_Record excerpts_.
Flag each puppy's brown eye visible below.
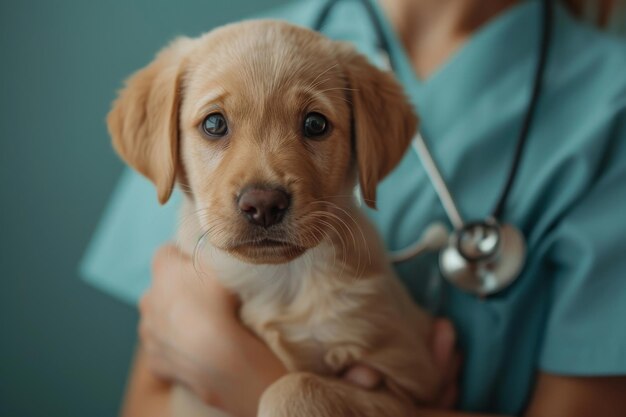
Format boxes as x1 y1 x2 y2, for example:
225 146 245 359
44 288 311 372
202 113 228 137
303 112 328 138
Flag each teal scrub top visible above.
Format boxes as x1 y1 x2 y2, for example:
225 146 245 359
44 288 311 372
81 0 626 414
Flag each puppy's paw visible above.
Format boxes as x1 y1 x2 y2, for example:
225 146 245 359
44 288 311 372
259 372 415 417
259 373 359 417
324 345 364 373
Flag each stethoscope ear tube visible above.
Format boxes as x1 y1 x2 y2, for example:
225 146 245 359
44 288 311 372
491 0 554 220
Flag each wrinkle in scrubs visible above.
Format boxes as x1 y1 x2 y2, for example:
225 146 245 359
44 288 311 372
81 1 626 414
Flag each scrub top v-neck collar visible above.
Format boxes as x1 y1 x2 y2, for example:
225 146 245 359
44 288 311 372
363 0 543 141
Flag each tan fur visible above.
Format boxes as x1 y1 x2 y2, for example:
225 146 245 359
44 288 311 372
109 20 440 417
108 37 195 204
334 43 417 209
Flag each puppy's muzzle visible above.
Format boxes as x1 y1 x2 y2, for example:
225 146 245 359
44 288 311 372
238 187 290 228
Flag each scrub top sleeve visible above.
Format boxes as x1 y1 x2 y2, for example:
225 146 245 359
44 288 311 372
80 170 180 305
539 119 626 375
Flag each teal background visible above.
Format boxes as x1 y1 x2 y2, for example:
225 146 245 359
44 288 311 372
0 1 288 416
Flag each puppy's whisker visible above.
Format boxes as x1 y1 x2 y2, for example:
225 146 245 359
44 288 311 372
314 192 377 206
316 211 357 256
177 207 211 229
193 227 216 280
302 89 352 107
316 87 358 93
304 201 371 279
322 211 361 279
314 213 355 279
314 226 337 271
317 226 338 271
302 76 331 94
176 182 194 192
314 200 372 273
301 222 336 270
174 215 209 251
308 214 348 280
314 194 357 199
309 63 339 89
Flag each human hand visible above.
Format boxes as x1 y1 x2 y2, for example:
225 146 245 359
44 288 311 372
140 245 461 415
139 244 287 417
429 318 461 409
342 318 461 408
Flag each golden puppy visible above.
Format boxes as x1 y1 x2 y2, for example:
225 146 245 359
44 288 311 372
108 20 441 417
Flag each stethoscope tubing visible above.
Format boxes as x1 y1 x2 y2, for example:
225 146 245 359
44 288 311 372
314 0 552 295
411 133 464 230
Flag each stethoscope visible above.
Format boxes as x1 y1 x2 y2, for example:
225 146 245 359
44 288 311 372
315 0 554 296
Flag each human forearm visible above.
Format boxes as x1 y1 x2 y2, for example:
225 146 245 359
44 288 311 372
120 346 172 417
120 338 284 417
415 373 626 417
524 373 626 417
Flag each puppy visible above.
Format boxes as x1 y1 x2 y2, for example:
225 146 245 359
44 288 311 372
108 20 441 417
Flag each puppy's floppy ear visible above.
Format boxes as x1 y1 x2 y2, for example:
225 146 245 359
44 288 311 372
107 37 194 204
336 44 418 209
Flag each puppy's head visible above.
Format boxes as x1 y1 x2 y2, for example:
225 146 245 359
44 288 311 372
108 20 416 264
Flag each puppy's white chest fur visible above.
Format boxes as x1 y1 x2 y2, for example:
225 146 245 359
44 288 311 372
179 203 427 375
204 240 381 374
178 198 439 401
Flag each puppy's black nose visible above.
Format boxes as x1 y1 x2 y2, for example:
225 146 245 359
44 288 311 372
238 188 290 228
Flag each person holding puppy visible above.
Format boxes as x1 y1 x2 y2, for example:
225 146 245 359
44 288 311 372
82 0 626 415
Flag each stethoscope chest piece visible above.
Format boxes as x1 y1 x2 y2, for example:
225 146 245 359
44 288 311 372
439 220 526 296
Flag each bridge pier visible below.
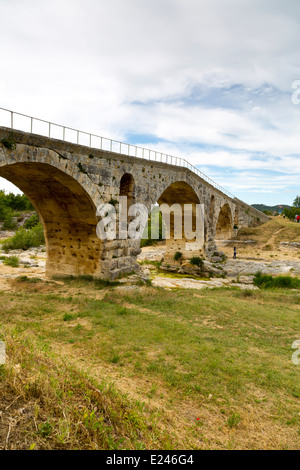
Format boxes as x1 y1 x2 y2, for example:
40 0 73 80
0 127 269 280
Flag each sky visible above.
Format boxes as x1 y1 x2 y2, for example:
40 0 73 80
0 0 300 206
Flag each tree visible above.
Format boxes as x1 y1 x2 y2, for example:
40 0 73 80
293 196 300 208
283 207 299 221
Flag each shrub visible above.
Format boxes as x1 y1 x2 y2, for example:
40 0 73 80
24 213 40 229
2 256 19 267
190 257 204 268
253 272 300 289
108 198 118 206
0 206 17 230
0 190 35 231
174 251 182 261
1 223 45 252
283 206 300 221
63 313 76 322
1 134 16 150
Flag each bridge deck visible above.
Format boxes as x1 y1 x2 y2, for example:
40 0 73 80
0 106 234 198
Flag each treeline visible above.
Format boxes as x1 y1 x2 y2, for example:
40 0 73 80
0 190 34 230
283 206 300 221
283 195 300 221
252 204 291 214
0 190 45 250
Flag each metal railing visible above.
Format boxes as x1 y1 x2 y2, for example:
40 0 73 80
0 106 235 198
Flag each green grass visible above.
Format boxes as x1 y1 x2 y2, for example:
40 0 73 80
2 256 19 267
0 280 299 449
0 326 171 450
254 272 300 289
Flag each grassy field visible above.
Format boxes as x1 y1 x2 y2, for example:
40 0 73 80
0 276 299 450
222 216 300 260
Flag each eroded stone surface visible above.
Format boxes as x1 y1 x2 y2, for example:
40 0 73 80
151 276 259 290
222 259 300 276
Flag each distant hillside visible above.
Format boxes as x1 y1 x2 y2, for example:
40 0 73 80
251 204 291 213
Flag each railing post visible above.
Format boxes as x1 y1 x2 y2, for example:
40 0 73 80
0 106 234 199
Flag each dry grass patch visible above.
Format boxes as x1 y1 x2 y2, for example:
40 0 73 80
0 278 299 449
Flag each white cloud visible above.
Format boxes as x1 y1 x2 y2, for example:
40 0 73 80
0 0 300 204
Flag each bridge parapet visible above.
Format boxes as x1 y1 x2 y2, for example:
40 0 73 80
0 107 234 196
0 125 269 279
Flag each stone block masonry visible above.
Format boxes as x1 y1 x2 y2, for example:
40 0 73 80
0 127 269 279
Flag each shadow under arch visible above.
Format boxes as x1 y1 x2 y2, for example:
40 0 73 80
155 181 203 262
215 203 233 240
0 162 101 278
119 172 136 233
120 173 135 207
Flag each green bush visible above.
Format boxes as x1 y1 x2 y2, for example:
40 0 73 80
253 272 300 289
63 313 76 322
0 190 34 211
174 251 182 261
0 190 35 231
1 223 45 252
283 206 300 221
2 256 19 267
24 213 40 229
190 256 204 268
1 134 16 150
0 205 17 230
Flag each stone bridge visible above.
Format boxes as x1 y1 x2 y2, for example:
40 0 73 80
0 126 269 279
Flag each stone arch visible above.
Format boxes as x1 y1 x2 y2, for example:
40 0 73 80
156 181 204 262
119 172 136 238
215 203 233 240
0 161 102 278
120 173 135 207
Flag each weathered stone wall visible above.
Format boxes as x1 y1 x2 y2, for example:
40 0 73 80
0 127 269 279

_Problem_. When a line in the material above includes "stone", report that line by copying it.

_Problem solution_.
Flag each eroded stone surface visible above.
Flag each stone block masonry visible above.
Flag each stone bridge visible above.
Flag each stone arch visible above.
Flag each weathered stone wall visible above.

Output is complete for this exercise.